- Dataset entries:
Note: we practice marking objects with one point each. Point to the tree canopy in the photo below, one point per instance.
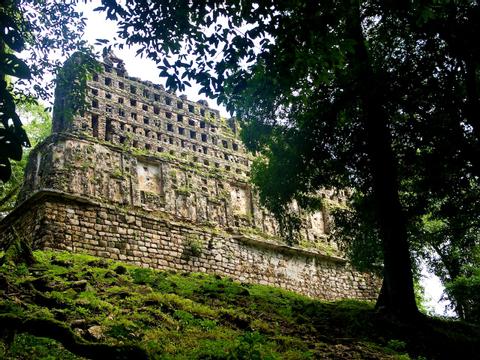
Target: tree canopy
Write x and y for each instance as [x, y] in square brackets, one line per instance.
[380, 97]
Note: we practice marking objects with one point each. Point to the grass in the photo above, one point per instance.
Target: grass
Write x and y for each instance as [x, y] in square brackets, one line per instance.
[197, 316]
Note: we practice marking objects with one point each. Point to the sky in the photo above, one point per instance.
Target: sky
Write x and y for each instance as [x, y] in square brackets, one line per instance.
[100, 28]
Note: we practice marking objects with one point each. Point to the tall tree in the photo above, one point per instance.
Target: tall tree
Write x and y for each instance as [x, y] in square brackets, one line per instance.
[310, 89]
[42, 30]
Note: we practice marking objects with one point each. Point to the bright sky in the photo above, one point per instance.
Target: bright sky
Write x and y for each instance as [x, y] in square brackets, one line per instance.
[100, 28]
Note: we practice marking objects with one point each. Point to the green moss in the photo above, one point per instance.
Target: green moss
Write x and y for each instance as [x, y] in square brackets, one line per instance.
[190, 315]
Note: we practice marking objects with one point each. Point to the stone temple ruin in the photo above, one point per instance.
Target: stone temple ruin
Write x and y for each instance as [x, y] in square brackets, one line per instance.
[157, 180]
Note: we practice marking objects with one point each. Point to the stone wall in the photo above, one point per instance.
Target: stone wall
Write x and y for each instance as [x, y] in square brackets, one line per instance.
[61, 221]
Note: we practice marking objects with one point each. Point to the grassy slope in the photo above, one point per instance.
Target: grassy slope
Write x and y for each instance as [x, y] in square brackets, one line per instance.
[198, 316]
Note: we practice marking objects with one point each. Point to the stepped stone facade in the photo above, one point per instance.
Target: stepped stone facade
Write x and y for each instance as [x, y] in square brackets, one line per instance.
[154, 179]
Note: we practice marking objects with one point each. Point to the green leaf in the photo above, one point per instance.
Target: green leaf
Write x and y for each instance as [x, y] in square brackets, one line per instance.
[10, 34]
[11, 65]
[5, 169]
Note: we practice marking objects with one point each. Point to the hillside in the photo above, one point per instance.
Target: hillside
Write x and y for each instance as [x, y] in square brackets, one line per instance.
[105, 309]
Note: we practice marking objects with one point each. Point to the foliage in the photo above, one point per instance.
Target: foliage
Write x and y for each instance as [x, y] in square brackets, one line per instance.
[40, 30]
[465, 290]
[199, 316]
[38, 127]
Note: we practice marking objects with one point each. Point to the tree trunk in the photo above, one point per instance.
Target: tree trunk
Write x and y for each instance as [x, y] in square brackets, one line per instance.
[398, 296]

...

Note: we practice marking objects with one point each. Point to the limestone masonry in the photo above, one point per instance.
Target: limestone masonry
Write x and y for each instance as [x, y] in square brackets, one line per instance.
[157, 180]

* * *

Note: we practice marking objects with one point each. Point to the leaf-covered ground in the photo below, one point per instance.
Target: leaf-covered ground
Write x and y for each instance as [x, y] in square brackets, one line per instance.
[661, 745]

- Problem to work on: Find every line in the three blocks above that contains the word "ground" and copy each such line in full. Treat the search as case-sensitive.

- Answer to this problem:
Note: we practice marking objects with one point each. Point to the leaf-covered ground in the photo below, one point per instance.
Target: leaf-covered ground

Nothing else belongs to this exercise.